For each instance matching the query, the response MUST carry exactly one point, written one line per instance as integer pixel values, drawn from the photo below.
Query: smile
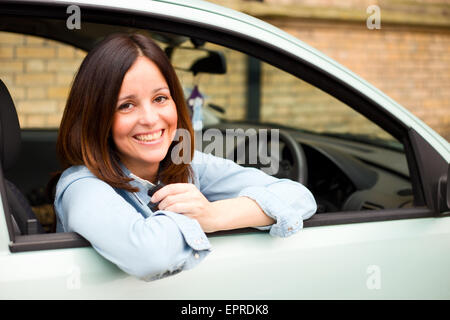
(149, 137)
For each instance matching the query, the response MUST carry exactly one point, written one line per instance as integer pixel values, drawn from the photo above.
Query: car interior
(348, 169)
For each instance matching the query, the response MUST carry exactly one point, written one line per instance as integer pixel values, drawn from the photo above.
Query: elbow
(310, 206)
(148, 268)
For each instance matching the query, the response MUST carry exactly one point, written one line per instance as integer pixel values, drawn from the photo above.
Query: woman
(115, 143)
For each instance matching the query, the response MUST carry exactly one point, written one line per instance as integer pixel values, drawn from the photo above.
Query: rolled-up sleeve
(149, 248)
(286, 201)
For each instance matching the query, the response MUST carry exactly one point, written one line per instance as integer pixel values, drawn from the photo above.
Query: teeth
(149, 137)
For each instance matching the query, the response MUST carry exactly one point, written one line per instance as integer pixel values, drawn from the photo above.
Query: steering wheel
(289, 156)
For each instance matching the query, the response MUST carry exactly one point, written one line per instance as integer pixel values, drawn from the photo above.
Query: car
(379, 174)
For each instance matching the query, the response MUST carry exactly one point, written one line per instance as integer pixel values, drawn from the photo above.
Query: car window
(353, 164)
(38, 72)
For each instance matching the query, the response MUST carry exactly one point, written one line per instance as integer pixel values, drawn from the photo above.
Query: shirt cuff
(190, 228)
(287, 221)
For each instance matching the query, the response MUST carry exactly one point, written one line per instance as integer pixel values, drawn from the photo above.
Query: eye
(161, 99)
(125, 107)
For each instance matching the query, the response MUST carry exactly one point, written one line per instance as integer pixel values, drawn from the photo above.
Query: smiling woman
(115, 139)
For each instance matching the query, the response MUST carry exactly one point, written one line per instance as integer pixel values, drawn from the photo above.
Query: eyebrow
(132, 96)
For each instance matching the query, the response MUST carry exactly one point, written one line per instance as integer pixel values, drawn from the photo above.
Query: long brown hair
(85, 133)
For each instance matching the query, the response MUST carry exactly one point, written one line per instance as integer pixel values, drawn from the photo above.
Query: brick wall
(38, 73)
(408, 58)
(411, 65)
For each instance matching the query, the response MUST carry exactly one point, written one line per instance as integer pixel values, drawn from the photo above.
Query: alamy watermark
(374, 20)
(255, 147)
(74, 20)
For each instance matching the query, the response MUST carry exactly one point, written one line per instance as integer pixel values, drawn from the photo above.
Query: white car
(379, 174)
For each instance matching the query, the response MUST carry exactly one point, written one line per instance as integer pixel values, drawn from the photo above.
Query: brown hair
(85, 133)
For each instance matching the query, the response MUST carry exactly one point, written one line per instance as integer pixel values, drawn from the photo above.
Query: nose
(148, 115)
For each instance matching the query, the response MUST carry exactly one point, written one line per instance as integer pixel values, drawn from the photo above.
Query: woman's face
(145, 121)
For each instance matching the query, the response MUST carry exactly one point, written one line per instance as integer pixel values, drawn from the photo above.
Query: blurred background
(407, 58)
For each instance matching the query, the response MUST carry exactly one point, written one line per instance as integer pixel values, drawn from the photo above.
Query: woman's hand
(186, 199)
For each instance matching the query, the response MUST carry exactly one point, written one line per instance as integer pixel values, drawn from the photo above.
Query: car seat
(23, 217)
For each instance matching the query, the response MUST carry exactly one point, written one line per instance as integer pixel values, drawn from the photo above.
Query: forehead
(143, 73)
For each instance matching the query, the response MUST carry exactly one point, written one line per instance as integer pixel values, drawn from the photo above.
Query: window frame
(276, 57)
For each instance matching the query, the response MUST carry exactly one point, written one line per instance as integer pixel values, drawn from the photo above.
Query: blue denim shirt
(151, 245)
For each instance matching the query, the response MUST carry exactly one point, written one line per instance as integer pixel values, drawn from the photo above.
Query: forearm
(239, 212)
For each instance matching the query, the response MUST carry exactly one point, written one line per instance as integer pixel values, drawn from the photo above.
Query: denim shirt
(151, 245)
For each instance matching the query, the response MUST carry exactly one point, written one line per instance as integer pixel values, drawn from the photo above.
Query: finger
(170, 189)
(183, 208)
(175, 198)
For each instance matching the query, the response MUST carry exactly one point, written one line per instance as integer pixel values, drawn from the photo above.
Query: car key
(151, 192)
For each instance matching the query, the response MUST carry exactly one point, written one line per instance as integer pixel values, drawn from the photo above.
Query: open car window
(353, 164)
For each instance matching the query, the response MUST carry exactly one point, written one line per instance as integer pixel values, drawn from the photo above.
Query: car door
(394, 252)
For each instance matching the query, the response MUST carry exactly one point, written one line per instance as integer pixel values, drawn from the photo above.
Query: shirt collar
(142, 184)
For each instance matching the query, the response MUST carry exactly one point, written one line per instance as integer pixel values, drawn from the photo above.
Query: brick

PROBLEM:
Any images must be left out; transcribe the rest of the material exactly.

SOLVED EXERCISE:
For each instance matching the query, the response MUST carry exactly one point, written one line per instance as integer pixel values, drawn from the photo below.
Query: smile
(149, 137)
For each instance matching the query, the response MUST carry exactly one point, written one line per instance as integer pixel values, drawn from the photo above.
Query: car interior
(348, 169)
For each instance matching the query, the response MUST carry exactly one point, written one line per instance as integer pixel values, drawn from the photo above.
Query: elbow
(310, 206)
(148, 268)
For each instance matching the query, the response MUST carry exactly one point, written one line per instance as integer pixel values, drawn from the photo above.
Query: woman
(115, 143)
For each instance matching the query, the response MUST carry exactly one point, written one line per instance as integer pixel values, drawn from the photo above.
Query: rolled-up sleeve
(149, 248)
(286, 201)
For each instance matching the query, the response MUST carry exactly one point, written one line per instance as integer pixel values, drawn from the photo above.
Query: teeth
(149, 137)
For each instance matching the query, the response MUST carry exactly one point, written one line per instance as integer pixel values, drawn from the photo above.
Query: steering wheel
(289, 156)
For each instance matching the query, the response MUST carry exactly one point, written one line per instance as integer pixel values, drawn from the photo above.
Query: car
(379, 174)
For each instance matching the query, the response MUST carry exactly one point, written one line per instance as integer pixel values, drawn from the photo above.
Query: car window
(353, 164)
(38, 72)
For each instance matching the query, the response MUST carry exactly one point, written one line per instance as integer pixel values, drawn from the photo above.
Query: shirt cuff
(190, 228)
(287, 221)
For each instance matching the query, the response MUST carry exactly one point, written one line per instance as integer pixel values, drawn from the photo above.
Query: eye
(161, 99)
(125, 107)
For each instance matching the query, the response MUST carry exactly one point, written one line per instance as integer pixel values, drawn from the photo above.
Query: smiling woman
(115, 139)
For each instance matching the query, the response MUST carry exactly one point, written one line per instance as integer pixel values, drawn from the photo above.
Query: eyebrow
(132, 96)
For each instance matching the query, the response MUST carry exactly one point, written one line per instance as integer pixel values, drawn from the photo above.
Query: long brown hair
(85, 133)
For each instance matching the query, the response MUST carry exactly one point, written one line per instance as integer pixel values, drawn from the photo above.
Query: brick wall
(38, 73)
(408, 58)
(411, 65)
For each instance matching the query, the response MUST carry exactly one point, written one line per instance as integer pixel values, drawn from the photo above.
Query: alamy watermark
(374, 20)
(255, 147)
(74, 20)
For each instance matching the query, the response MUST carry exactly one point, written one line per instance as integer pixel values, drawn from the photo above.
Query: white car
(379, 174)
For each instance matching the query, the response MUST carry exactly one point, written one line per instance as integer pixel values, drawn from the photo above.
Query: brown hair
(85, 133)
For each instance matching the query, the response MUST carry exactly one point, written one line per instance as integer pixel values, drawn from the photo above.
Query: nose
(148, 115)
For each instance matching the query, the response MUST carry exactly one point, written one line per instance as integer pixel values, drawn from the photo above.
Query: woman's face
(145, 121)
For each instance matching the query, the response MUST carry exactly one point, written one line per instance as integer pixel values, drawn from the photo above.
Query: blurred background
(407, 58)
For each instance matching the query, the response MUST carry exactly one point, written one line per instance as integer pixel values, drawn from the photo above.
Query: woman's hand
(186, 199)
For each instance matching the query, the response MUST carry exactly one point, written one line per instance as integer pixel values, drawn from the photo above.
Query: car seat
(23, 217)
For each instance matching the query, the response MUST carry exactly one point, written one line per instance as integer pixel values, drawn from the photo above.
Query: forehead
(143, 73)
For each instance matching the query, the response MUST carry exactly one point, written one line per instance as integer pixel values, drawn from the photo above.
Query: window frame
(276, 57)
For each instance matching the query, the response MUST carry exactly one point, written one line per instance as integer pixel values, drawn from the photo above.
Query: blue denim shirt
(151, 245)
For each instance matching the query, the response MUST carry exactly one point, written one line per instance as integer pixel values, drawn from the photo above.
Query: forearm
(239, 212)
For each instance matching the query, the response MUST carry exactly one point, written one line per instance as integer pixel values, drawn from the photo above.
Query: denim shirt
(151, 245)
For each instance matching the query, the response MUST carry exactly one point, written one line per instance as integer pixel values, drawn from the photo above.
Query: finger
(170, 189)
(183, 208)
(175, 198)
For each instance matching the query, the response MUST carry exactly one point, written one line per instance as integer pixel values, drawn from the photo above.
Query: car key
(151, 192)
For each instance matching the query, the response MUST carry exactly one point, written one line per instance as integer pixel values, drawn from the photo above.
Query: open car window
(353, 164)
For each instance matching the query, the response MUST carry exactly one point, written one line per instance as integer pixel values, drawn from the photo above.
Query: car door
(394, 252)
For each instance matching the query, the response MUST carry exactly one point, written one line per instance as integer pixel values, drawn from the photo above.
Query: shirt collar
(142, 184)
For each instance matching the query, the response MUST carry exactly one point, written one line per instance as integer pixel values, drawn from the photo above.
Query: brick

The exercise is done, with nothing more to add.